-- Start of Text shown --
News Release

Ancient marine sediments provide clues to future climate change

Peer-Reviewed Publication

University of Southampton

Fossil Planktonic Foraminifera

image: Fossil planktonic foraminifera (40 million years old) from Tanzania is shown. view more 

Credit: Paul Pearson, Cardiff University

Atmospheric carbon dioxide concentration was the major driver behind the global climatic shifts that occurred between 53 and 34 million years ago, according to new research led by the University of Southampton.

The study, which was published today in Nature, is the first to resolve the relationship between carbon dioxide (CO2) and climate during the period known as the 'Eocene epoch' when global temperatures were around 14 oC warmer than today. This is an important step in understanding ancient climate and thus helping scientists better predict future climate change.
-- End of Text shown --
-- Start of Information provided --
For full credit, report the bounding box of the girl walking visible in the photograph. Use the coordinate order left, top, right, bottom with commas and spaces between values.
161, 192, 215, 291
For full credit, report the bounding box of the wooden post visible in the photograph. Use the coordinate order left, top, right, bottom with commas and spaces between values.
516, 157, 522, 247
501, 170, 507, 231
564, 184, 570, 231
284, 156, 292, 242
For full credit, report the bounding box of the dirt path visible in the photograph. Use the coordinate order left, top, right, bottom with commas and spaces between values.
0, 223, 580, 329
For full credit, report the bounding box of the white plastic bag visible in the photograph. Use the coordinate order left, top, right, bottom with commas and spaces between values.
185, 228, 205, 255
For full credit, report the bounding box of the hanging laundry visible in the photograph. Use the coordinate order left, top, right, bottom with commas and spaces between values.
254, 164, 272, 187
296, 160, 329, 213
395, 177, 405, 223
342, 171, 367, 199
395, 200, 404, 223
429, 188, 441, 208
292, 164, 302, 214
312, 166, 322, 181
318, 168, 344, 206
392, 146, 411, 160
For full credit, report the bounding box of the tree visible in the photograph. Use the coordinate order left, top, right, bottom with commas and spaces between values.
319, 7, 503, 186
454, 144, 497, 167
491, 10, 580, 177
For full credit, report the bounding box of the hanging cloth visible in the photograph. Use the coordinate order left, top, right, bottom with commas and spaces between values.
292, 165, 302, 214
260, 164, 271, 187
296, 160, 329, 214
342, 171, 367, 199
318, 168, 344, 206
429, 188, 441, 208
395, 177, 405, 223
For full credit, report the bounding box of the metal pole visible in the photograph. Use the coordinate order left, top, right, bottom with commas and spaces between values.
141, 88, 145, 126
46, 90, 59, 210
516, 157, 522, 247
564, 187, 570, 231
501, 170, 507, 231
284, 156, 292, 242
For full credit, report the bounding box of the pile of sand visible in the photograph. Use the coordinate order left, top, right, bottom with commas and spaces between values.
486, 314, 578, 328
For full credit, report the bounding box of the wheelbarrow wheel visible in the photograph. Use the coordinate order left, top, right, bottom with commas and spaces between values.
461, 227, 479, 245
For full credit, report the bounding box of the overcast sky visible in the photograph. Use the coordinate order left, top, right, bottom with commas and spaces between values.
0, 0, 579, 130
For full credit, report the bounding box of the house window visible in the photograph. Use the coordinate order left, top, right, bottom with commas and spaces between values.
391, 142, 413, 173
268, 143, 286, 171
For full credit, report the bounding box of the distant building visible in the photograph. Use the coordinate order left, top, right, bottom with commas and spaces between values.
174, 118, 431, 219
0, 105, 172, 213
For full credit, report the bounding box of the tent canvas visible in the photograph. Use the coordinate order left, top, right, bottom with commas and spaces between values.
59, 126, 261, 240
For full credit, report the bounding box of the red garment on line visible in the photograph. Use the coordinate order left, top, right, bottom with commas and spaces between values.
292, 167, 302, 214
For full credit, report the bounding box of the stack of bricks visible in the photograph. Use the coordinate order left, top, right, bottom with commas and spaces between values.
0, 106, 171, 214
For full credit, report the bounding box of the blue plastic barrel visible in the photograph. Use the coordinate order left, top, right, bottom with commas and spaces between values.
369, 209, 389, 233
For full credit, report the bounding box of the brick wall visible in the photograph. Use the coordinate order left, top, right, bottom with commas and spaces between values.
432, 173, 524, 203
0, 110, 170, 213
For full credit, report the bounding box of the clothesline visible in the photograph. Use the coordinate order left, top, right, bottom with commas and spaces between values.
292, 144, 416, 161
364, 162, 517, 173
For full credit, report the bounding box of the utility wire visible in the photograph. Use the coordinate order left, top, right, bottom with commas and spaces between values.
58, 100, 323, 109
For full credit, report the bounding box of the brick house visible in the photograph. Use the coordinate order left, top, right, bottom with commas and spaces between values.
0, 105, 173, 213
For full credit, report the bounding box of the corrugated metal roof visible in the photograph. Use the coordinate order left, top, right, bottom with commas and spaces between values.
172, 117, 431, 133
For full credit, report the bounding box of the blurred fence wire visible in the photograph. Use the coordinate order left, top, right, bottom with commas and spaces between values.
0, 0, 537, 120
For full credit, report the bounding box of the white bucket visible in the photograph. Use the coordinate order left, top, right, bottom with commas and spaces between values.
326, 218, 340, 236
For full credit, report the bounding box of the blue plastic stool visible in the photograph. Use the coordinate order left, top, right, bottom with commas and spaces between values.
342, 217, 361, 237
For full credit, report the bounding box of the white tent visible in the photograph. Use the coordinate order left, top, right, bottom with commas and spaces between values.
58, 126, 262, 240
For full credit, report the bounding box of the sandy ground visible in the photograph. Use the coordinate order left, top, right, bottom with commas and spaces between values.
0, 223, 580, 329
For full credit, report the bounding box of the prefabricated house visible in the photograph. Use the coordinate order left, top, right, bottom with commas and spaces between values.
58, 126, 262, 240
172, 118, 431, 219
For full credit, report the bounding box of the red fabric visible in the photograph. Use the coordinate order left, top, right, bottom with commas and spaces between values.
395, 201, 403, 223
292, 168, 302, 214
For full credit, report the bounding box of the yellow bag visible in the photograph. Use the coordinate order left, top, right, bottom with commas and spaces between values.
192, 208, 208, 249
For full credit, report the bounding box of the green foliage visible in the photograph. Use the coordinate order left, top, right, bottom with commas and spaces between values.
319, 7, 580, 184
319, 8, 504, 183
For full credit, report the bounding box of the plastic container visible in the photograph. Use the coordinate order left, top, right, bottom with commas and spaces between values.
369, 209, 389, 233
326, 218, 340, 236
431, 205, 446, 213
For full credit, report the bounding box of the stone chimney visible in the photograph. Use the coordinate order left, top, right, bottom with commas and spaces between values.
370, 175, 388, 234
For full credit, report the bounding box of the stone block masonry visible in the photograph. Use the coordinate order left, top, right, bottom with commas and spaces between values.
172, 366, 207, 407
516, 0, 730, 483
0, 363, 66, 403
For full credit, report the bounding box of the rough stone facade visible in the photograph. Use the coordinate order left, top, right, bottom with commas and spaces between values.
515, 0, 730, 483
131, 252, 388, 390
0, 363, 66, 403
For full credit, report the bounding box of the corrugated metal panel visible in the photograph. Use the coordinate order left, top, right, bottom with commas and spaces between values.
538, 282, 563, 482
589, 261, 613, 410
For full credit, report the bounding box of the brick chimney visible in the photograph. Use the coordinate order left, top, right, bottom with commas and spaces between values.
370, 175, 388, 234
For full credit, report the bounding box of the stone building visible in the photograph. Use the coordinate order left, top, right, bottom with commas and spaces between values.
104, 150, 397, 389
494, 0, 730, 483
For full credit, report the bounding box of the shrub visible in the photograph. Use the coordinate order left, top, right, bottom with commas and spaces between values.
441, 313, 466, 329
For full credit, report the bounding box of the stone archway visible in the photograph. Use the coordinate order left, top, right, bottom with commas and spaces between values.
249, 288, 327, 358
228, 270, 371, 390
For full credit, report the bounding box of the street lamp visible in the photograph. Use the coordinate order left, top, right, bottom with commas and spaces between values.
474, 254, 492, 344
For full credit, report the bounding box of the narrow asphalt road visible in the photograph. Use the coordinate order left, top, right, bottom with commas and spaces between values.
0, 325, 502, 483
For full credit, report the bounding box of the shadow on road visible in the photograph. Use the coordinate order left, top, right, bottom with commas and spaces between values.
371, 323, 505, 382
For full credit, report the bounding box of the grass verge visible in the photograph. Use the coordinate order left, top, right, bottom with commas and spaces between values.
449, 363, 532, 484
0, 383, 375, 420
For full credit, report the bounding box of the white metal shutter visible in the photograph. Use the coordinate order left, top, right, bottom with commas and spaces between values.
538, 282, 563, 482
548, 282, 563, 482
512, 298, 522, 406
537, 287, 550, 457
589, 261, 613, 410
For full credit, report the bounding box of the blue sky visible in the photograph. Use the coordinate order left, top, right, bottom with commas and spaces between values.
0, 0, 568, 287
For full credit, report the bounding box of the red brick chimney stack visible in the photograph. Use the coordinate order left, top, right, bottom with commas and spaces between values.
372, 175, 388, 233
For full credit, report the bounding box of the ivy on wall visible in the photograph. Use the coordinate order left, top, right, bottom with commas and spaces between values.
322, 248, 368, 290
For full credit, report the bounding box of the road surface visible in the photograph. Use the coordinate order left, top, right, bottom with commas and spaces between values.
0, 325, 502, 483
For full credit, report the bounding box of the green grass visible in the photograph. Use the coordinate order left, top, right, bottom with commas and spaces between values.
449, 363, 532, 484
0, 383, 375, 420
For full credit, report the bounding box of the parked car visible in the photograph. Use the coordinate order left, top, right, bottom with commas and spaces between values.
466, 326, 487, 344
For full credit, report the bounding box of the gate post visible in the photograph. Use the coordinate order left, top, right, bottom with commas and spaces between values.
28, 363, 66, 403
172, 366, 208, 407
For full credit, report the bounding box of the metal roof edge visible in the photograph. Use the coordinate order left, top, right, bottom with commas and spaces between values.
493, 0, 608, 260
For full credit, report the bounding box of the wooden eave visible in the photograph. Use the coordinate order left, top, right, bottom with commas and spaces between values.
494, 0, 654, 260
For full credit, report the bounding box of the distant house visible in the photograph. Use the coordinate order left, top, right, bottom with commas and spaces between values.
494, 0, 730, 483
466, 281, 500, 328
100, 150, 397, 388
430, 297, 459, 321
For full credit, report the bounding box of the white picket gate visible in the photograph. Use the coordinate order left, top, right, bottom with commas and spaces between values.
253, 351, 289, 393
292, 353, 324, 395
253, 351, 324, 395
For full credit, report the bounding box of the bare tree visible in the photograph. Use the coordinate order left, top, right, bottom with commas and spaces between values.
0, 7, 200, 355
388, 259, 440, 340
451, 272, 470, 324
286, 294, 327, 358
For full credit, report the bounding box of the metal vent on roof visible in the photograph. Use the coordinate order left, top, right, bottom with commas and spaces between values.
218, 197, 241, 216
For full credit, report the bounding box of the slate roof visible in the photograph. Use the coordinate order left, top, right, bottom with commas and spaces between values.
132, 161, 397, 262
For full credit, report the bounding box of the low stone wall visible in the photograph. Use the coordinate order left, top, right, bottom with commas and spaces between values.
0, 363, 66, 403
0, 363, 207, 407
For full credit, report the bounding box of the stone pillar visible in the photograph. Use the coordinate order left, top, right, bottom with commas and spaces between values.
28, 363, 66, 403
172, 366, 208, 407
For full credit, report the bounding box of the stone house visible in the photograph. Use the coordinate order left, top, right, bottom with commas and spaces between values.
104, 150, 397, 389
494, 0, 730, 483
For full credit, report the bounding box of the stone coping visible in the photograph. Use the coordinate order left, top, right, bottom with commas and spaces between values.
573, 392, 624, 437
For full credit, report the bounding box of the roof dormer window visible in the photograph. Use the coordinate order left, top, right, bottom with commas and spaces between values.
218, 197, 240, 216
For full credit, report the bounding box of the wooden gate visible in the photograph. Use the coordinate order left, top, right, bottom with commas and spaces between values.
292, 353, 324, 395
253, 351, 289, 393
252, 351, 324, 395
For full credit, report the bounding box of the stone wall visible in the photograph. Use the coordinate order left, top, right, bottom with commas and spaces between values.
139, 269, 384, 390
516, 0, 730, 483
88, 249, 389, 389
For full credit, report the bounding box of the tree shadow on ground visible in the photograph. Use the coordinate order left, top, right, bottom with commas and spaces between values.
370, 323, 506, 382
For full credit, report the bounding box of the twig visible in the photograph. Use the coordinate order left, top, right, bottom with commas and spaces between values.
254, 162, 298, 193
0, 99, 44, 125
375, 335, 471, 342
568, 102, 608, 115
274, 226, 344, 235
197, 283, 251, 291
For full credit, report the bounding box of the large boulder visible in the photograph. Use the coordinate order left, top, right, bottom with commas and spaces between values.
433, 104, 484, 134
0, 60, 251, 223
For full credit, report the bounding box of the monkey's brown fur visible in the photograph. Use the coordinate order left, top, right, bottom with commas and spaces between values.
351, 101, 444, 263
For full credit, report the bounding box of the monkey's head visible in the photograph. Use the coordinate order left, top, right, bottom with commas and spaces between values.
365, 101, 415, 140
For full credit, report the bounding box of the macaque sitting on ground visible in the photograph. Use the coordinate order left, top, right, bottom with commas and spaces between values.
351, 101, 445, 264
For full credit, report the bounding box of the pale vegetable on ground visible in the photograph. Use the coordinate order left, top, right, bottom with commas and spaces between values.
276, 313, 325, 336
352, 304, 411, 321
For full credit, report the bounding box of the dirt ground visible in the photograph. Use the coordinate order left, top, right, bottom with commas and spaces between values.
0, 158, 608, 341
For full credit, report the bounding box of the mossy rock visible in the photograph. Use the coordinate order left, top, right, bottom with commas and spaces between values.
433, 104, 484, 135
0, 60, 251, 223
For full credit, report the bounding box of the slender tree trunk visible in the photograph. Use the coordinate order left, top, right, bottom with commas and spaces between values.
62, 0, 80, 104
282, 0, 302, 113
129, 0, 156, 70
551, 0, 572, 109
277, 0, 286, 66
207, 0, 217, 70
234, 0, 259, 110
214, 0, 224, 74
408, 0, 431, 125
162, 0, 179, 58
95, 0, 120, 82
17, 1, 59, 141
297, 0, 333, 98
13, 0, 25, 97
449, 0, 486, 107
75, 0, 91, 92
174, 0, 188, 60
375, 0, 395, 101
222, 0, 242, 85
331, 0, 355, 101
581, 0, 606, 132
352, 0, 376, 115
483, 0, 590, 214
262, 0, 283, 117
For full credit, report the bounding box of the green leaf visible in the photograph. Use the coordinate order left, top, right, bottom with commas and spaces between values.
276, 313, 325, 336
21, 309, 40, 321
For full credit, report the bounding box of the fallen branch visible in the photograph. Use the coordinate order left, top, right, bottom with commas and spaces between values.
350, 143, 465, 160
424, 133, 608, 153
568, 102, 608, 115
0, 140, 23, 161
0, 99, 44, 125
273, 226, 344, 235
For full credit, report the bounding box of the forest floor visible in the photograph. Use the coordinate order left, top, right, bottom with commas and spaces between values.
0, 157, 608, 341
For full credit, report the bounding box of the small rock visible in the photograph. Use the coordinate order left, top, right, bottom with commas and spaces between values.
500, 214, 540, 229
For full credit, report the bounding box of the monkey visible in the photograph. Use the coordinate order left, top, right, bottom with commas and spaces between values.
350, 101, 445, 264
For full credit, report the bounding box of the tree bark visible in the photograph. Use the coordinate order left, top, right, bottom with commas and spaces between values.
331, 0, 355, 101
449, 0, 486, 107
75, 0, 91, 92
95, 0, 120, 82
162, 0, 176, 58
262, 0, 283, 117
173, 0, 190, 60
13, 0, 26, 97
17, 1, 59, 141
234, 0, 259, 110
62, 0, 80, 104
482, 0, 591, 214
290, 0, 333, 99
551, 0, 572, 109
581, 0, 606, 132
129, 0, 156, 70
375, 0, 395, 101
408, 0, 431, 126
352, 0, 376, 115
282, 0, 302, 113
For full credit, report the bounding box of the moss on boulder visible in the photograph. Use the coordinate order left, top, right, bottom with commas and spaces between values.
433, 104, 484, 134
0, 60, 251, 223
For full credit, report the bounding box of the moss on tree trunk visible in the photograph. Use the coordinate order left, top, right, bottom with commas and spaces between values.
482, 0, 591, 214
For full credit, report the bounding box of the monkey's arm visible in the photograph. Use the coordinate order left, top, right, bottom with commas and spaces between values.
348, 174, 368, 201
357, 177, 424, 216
-- End of Information provided --
Exercise task 1:
Answer these from the news release on Eocene climate:
(a) Who is credited for the image of fossil planktonic foraminifera?
(b) In which journal was the study published?
(c) How much warmer than today were global temperatures during the Eocene epoch?
Exercise task 2: Please carry on the news release about carbon dioxide and Eocene climate, starting after its last sentence.

Right answer 1:
(a) Paul Pearson, Cardiff University
(b) Nature
(c) Around 14 °C warmer

Right answer 2:
The UK-wide research team developed new records of past CO2 levels by analysing ancient ocean sediments. The results support the view that elevated CO2 was responsible for the extreme warmth of the early Eocene and that CO2 decline was responsible for the subsequent cooling that ultimately led to the establishment of today's polar ice sheets.

"We cannot directly measure CO2 concentrations from that long ago," said Dr Eleni Anagnostou, lead author and postdoctoral researcher at the University of Southampton. "Instead we must rely on indirect 'proxies' present in the geological record. In this study, we used the chemical composition of marine fossils preserved in sediments to reconstruct ancient CO2 levels."

The fossils, called foraminifera, were once tiny marine creatures that lived near the ocean surface during the Eocene epoch; their shells capture the chemical makeup of the seawater they lived in.

"Fossil foraminifera have beautiful and intricate shells," said Dr Eleanor John, postdoctoral researcher at Cardiff University, a partner in the study. "We can identify and separate the various species, including crucially those that lived in the topmost layer of the ocean, where the chemistry is controlled by atmospheric CO2."

Applying pioneering geochemical techniques - developed at the University of Southampton over the past five years - the team used isotopes of the element boron in the shells as a proxy for pH (a measure of acidity), and used that to determine the atmospheric CO2 levels.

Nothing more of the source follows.